» **FRAGMENTO DEL TEXTO**
···

Es más cómodo, si; pero menos interesante y más aburrido. Resignarse es una forma simple de ir muriendo y, a ciertas edades, tal conformidad, parece sabiduría o no conduce a ninguna parte; sin embargo, muchas veces, aún aceptando por principio las cosas como vengan, hay que rebelarse, asir energía con rabia y no tolerar las intolerancias ni las injusticias.
Los humanos, nacidos todos iguales, de forma aleatoria y en un medio propicio, formamos parte de los demás seres vivos (vegetales y animales) con características únicas, propias y, como todos, muy diferentes (ni mejor ni peor) que hemos de aceptar.
Aprendamos contrastando las mismas materias, divulgadas por hombres de distintas tendencias. Olvidemos el respeto humano y la opinión ajena. Aniquilemos el miedo a contaminarnos. Domeñemos los complejos adquiridos, las prohibiciones o censuras dictadas y no demos por validas las teorías estudiadas, sean económicas, políticas, religiosas o de otro tipo, por mucho que las consideremos legitimas y respetables. Establezcamos nuestro criterio mediante la duda y la reflexión; sin afirmar ni asegurar hasta no estar convencidos. Recelemos y desconfiemos de cuanto escuchamos hasta estar seguros de nuestra postura; tiempo habrá para consolidar y defender nuestras ideas.
Desentrañemos los misterios que portamos en las profundidades de nuestras almas.

···

» **DATOS PROPORCIONADOS**

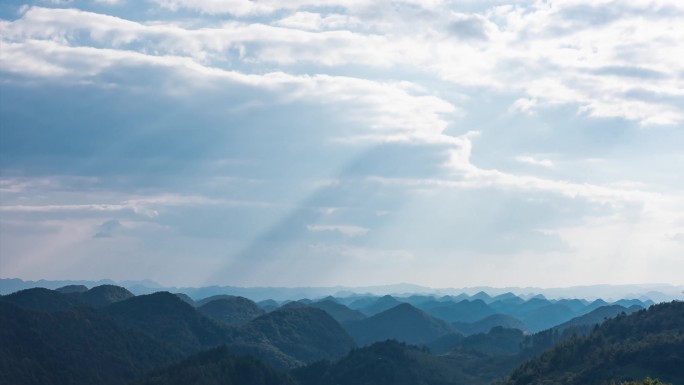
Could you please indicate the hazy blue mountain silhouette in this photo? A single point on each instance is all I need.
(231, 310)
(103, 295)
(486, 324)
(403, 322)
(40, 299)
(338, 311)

···

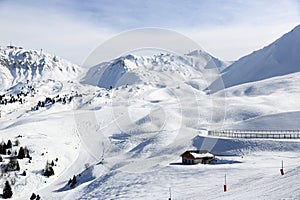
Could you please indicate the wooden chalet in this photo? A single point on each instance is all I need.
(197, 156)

···

» **ENUNCIADO**
¿Puedes transcribir del fragmento sobre la resignación el pasaje que va desde "Los humanos, nacidos" hasta "hemos de aceptar.", ambos incluidos?

» **RESULTADO**
Los humanos, nacidos todos iguales, de forma aleatoria y en un medio propicio, formamos parte de los demás seres vivos (vegetales y animales) con características únicas, propias y, como todos, muy diferentes (ni mejor ni peor) que hemos de aceptar.